* **What to work on**: Excerpt from the entries below: please repeat exactly the lines from the one containing "[point] every instance of the perched" through the last one, both ends included, with no pictures.

* * * * * * *

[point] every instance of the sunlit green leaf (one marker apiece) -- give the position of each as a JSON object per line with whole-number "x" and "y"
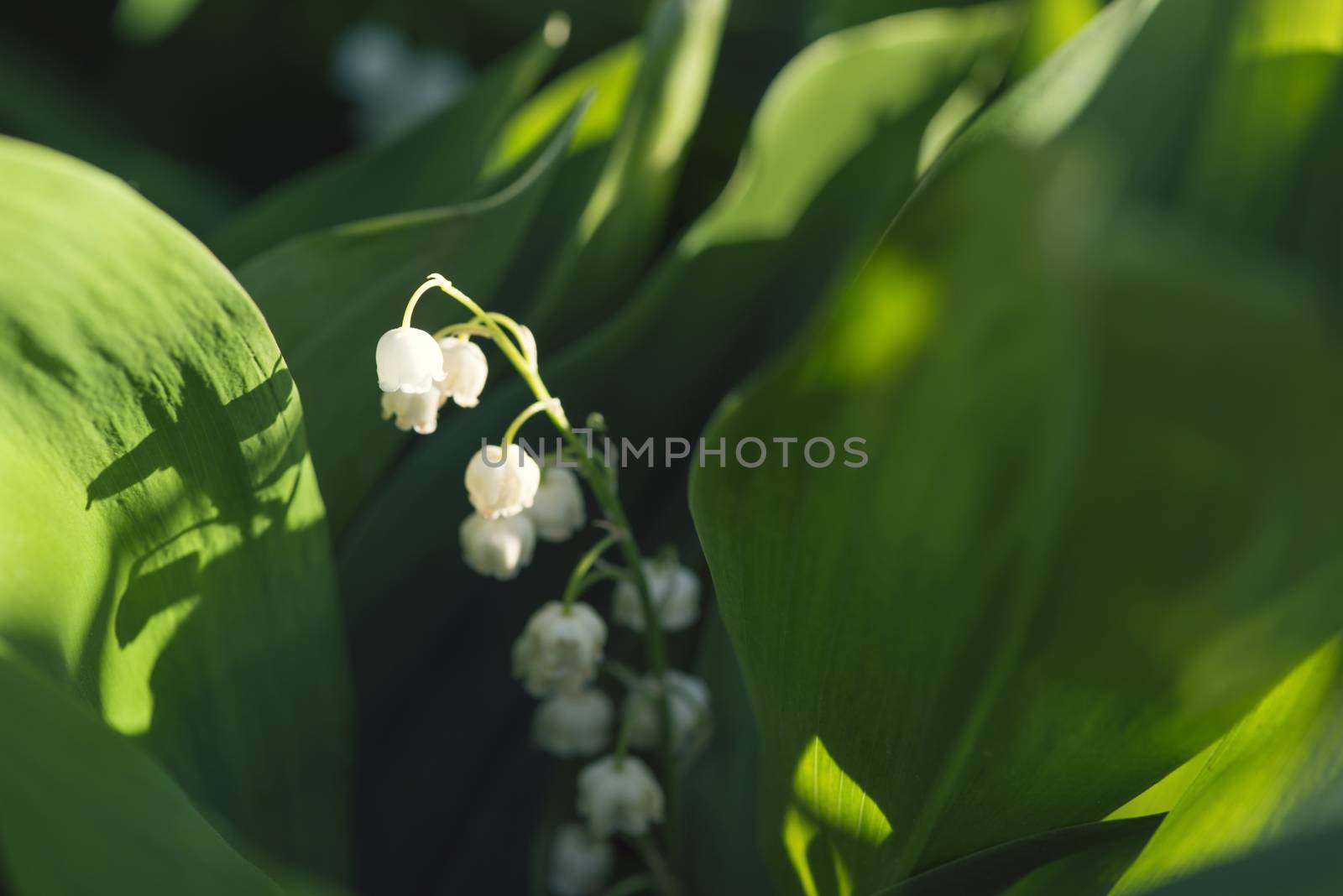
{"x": 84, "y": 810}
{"x": 1275, "y": 777}
{"x": 1081, "y": 506}
{"x": 168, "y": 561}
{"x": 747, "y": 271}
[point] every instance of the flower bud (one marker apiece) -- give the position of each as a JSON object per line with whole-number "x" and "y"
{"x": 557, "y": 510}
{"x": 676, "y": 597}
{"x": 688, "y": 707}
{"x": 505, "y": 484}
{"x": 409, "y": 361}
{"x": 574, "y": 723}
{"x": 497, "y": 548}
{"x": 413, "y": 411}
{"x": 619, "y": 795}
{"x": 581, "y": 862}
{"x": 465, "y": 371}
{"x": 559, "y": 649}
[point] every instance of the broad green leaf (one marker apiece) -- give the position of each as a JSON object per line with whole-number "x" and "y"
{"x": 609, "y": 76}
{"x": 39, "y": 103}
{"x": 1225, "y": 112}
{"x": 997, "y": 868}
{"x": 1307, "y": 866}
{"x": 1001, "y": 623}
{"x": 1052, "y": 23}
{"x": 745, "y": 273}
{"x": 1275, "y": 777}
{"x": 85, "y": 810}
{"x": 170, "y": 564}
{"x": 618, "y": 219}
{"x": 436, "y": 164}
{"x": 331, "y": 294}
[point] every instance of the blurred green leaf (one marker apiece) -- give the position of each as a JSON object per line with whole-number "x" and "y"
{"x": 747, "y": 271}
{"x": 1275, "y": 777}
{"x": 995, "y": 869}
{"x": 609, "y": 76}
{"x": 1091, "y": 533}
{"x": 1226, "y": 113}
{"x": 436, "y": 164}
{"x": 84, "y": 810}
{"x": 613, "y": 224}
{"x": 328, "y": 297}
{"x": 1307, "y": 866}
{"x": 168, "y": 561}
{"x": 40, "y": 103}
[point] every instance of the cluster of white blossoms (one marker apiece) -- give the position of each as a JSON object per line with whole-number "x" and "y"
{"x": 562, "y": 649}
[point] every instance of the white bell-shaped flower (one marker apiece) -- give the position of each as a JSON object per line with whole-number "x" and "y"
{"x": 581, "y": 862}
{"x": 501, "y": 483}
{"x": 409, "y": 360}
{"x": 415, "y": 411}
{"x": 497, "y": 548}
{"x": 676, "y": 597}
{"x": 574, "y": 723}
{"x": 465, "y": 371}
{"x": 559, "y": 649}
{"x": 688, "y": 707}
{"x": 557, "y": 510}
{"x": 619, "y": 795}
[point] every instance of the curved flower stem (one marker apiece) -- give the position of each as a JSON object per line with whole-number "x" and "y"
{"x": 528, "y": 412}
{"x": 577, "y": 581}
{"x": 602, "y": 486}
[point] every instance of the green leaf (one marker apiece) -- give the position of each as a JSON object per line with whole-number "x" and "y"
{"x": 745, "y": 271}
{"x": 84, "y": 810}
{"x": 1275, "y": 777}
{"x": 170, "y": 562}
{"x": 997, "y": 868}
{"x": 1309, "y": 866}
{"x": 1091, "y": 531}
{"x": 436, "y": 164}
{"x": 328, "y": 297}
{"x": 40, "y": 103}
{"x": 615, "y": 221}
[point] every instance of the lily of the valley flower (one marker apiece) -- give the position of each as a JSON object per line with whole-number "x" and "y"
{"x": 413, "y": 411}
{"x": 574, "y": 723}
{"x": 619, "y": 795}
{"x": 409, "y": 361}
{"x": 581, "y": 862}
{"x": 559, "y": 649}
{"x": 497, "y": 548}
{"x": 465, "y": 371}
{"x": 676, "y": 597}
{"x": 557, "y": 510}
{"x": 505, "y": 484}
{"x": 688, "y": 707}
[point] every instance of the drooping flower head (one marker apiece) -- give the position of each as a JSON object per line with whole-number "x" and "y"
{"x": 501, "y": 483}
{"x": 559, "y": 649}
{"x": 497, "y": 548}
{"x": 581, "y": 862}
{"x": 465, "y": 371}
{"x": 409, "y": 361}
{"x": 619, "y": 795}
{"x": 676, "y": 597}
{"x": 688, "y": 707}
{"x": 415, "y": 411}
{"x": 557, "y": 510}
{"x": 574, "y": 723}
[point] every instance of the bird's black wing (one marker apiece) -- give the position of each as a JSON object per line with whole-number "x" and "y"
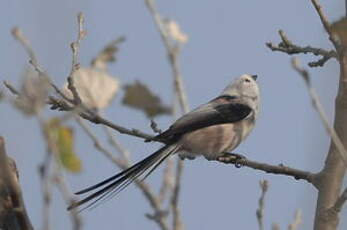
{"x": 221, "y": 110}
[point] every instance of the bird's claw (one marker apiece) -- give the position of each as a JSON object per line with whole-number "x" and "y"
{"x": 232, "y": 158}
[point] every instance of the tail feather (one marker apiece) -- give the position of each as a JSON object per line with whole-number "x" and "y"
{"x": 118, "y": 182}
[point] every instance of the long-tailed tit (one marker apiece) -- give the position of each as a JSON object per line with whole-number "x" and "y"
{"x": 210, "y": 130}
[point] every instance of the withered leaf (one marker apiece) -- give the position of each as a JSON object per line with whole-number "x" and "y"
{"x": 96, "y": 88}
{"x": 138, "y": 96}
{"x": 63, "y": 138}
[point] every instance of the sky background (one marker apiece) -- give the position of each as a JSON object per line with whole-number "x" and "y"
{"x": 226, "y": 39}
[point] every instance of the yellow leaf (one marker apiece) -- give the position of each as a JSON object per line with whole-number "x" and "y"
{"x": 64, "y": 141}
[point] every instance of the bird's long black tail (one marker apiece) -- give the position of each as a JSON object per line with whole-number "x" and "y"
{"x": 111, "y": 186}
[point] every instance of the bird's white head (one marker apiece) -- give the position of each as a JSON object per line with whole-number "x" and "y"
{"x": 246, "y": 88}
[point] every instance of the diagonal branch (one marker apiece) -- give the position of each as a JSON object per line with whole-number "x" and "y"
{"x": 287, "y": 46}
{"x": 13, "y": 215}
{"x": 272, "y": 169}
{"x": 319, "y": 108}
{"x": 333, "y": 38}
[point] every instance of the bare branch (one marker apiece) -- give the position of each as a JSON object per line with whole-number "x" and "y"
{"x": 146, "y": 190}
{"x": 333, "y": 38}
{"x": 264, "y": 185}
{"x": 286, "y": 46}
{"x": 272, "y": 169}
{"x": 13, "y": 215}
{"x": 341, "y": 201}
{"x": 173, "y": 52}
{"x": 67, "y": 196}
{"x": 75, "y": 65}
{"x": 319, "y": 108}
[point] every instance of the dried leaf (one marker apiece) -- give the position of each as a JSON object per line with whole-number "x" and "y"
{"x": 340, "y": 28}
{"x": 96, "y": 88}
{"x": 175, "y": 32}
{"x": 108, "y": 54}
{"x": 138, "y": 96}
{"x": 33, "y": 94}
{"x": 64, "y": 141}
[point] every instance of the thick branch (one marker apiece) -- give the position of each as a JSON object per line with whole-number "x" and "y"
{"x": 13, "y": 215}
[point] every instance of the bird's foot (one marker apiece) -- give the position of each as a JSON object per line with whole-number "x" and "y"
{"x": 234, "y": 158}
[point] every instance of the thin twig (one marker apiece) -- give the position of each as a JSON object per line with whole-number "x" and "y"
{"x": 44, "y": 170}
{"x": 75, "y": 65}
{"x": 264, "y": 185}
{"x": 272, "y": 169}
{"x": 286, "y": 46}
{"x": 333, "y": 38}
{"x": 13, "y": 215}
{"x": 341, "y": 201}
{"x": 123, "y": 164}
{"x": 67, "y": 196}
{"x": 173, "y": 53}
{"x": 319, "y": 108}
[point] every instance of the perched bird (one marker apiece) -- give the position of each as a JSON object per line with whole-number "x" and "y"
{"x": 210, "y": 130}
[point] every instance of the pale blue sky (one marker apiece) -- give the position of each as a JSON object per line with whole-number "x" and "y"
{"x": 226, "y": 39}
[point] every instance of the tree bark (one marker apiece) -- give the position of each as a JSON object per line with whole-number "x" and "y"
{"x": 331, "y": 177}
{"x": 13, "y": 215}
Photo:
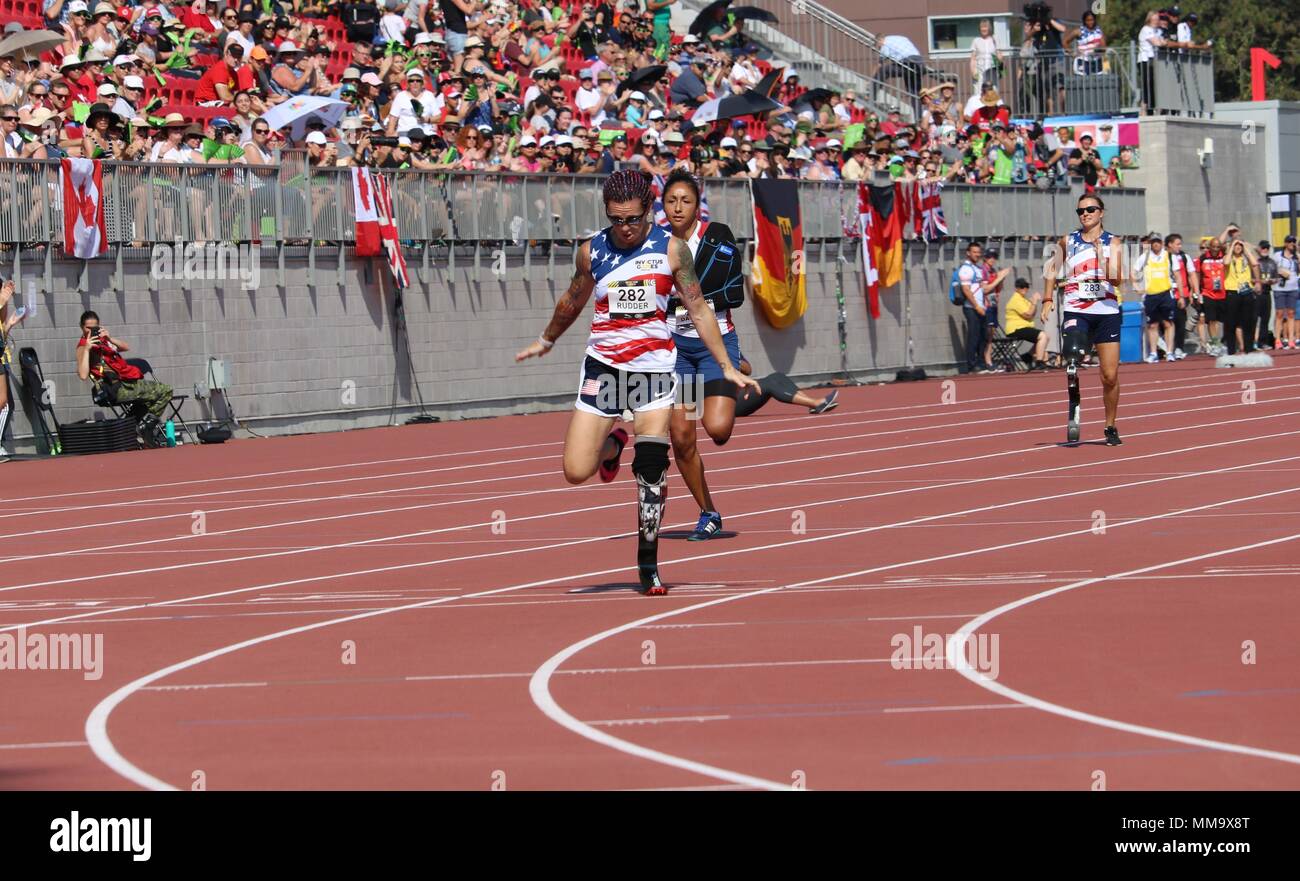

* * * * * * *

* **Task output**:
[point] every instance of the perched bird (one marker apiece) -- give the position of each as a JSON object per line with whole-number "x" and "y"
{"x": 210, "y": 130}
[point] every instance of the pale blue sky (one marker apiece) -- give the position of each as a JSON object per line with whole-number "x" and "y"
{"x": 226, "y": 39}
[point] every instance of the tree bark (one marker apiece) -- give the position of each as a JSON object per line with whole-number "x" and "y"
{"x": 331, "y": 177}
{"x": 13, "y": 215}
Photo:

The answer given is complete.